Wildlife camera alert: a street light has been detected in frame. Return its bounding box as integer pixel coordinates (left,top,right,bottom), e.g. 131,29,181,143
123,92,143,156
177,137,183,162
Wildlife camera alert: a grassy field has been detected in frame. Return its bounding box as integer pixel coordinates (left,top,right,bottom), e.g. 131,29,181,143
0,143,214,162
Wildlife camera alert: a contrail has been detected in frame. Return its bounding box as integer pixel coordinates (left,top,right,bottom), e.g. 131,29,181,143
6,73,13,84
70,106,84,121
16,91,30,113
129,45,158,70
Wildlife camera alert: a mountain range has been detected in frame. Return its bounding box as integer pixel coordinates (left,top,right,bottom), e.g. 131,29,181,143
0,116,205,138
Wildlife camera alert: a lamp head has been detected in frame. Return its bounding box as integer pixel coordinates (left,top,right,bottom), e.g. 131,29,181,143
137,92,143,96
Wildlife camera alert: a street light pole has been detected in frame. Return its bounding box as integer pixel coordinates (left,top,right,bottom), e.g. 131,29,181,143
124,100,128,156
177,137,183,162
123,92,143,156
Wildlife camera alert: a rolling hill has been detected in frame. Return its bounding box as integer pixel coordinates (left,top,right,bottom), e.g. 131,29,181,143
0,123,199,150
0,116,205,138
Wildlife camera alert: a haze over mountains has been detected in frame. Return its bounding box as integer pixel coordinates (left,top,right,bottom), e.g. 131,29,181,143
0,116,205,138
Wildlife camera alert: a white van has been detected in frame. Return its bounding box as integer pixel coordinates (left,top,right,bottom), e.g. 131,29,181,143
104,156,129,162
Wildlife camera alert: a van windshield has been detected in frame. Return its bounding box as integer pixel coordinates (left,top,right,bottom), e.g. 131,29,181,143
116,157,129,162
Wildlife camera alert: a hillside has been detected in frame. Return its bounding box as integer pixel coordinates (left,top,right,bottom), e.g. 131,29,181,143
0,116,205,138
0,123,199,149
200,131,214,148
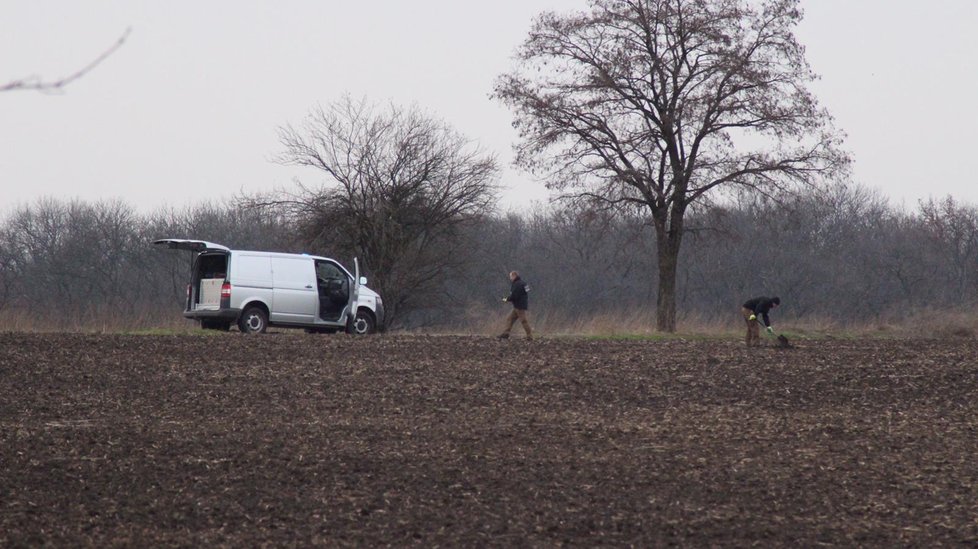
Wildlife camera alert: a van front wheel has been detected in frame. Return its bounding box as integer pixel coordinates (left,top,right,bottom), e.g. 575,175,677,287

○ ○ ○ ○ ○ ○ ○

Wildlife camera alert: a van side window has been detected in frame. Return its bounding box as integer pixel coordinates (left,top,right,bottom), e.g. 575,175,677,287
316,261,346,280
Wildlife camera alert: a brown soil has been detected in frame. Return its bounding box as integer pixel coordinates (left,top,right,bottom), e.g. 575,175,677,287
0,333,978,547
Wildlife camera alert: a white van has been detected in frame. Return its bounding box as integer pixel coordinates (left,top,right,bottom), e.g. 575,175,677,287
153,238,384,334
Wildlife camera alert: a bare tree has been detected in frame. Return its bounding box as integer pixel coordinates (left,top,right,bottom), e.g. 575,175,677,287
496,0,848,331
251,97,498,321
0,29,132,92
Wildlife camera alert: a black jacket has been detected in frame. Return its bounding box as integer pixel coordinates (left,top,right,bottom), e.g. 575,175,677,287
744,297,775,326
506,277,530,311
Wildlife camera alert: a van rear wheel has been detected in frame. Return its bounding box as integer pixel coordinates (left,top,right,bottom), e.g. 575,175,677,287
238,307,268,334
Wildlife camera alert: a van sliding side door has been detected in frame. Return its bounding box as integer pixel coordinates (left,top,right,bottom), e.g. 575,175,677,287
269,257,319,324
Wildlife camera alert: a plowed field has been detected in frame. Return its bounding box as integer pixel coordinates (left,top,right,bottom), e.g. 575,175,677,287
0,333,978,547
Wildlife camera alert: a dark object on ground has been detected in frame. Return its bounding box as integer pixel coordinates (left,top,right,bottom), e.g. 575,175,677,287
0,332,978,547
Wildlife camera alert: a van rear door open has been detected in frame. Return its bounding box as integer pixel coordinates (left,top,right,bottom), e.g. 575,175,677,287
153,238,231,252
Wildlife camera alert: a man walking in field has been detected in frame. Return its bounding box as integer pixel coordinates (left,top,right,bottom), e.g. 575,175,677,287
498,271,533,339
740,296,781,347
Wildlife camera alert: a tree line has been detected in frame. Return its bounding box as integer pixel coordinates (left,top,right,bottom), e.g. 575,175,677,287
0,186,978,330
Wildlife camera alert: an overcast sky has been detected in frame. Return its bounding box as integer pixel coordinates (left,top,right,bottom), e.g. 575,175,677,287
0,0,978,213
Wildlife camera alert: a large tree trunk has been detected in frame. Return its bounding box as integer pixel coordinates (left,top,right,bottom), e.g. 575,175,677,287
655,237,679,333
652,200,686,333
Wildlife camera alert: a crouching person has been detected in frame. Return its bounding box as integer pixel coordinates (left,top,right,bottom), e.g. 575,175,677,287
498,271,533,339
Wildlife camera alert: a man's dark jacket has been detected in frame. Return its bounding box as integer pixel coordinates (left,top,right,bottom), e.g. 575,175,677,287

○ ○ ○ ○ ○ ○ ○

**What to work on:** Quote word for word the stretch of the listing from the line containing "Wildlife camera alert: an" through the line containing "Wildlife camera alert: a man's", with both of those lines included.

**The output:**
Wildlife camera alert: an overcast sky has been detected in frame. Return its bounding box as integer pixel coordinates (left,top,right,bottom), e.g. 575,175,677,287
0,0,978,213
Wildlife camera alert: a large tree trunk has been detected in frame. Return its bounding box as integer pixel coordinates (left,top,right,bottom), e.g. 575,175,677,287
655,237,679,333
652,200,686,333
Wildlife camera alert: a crouching person has been detected in frame. Return its bounding box as integer pixel coordinates (left,top,right,bottom), e.g. 575,175,677,287
498,271,533,339
Wildlife camera alert: a man's dark jacket has been detected in frame. Return its bounding box as integer pixel coordinates (left,top,right,bottom), e.g. 575,175,677,287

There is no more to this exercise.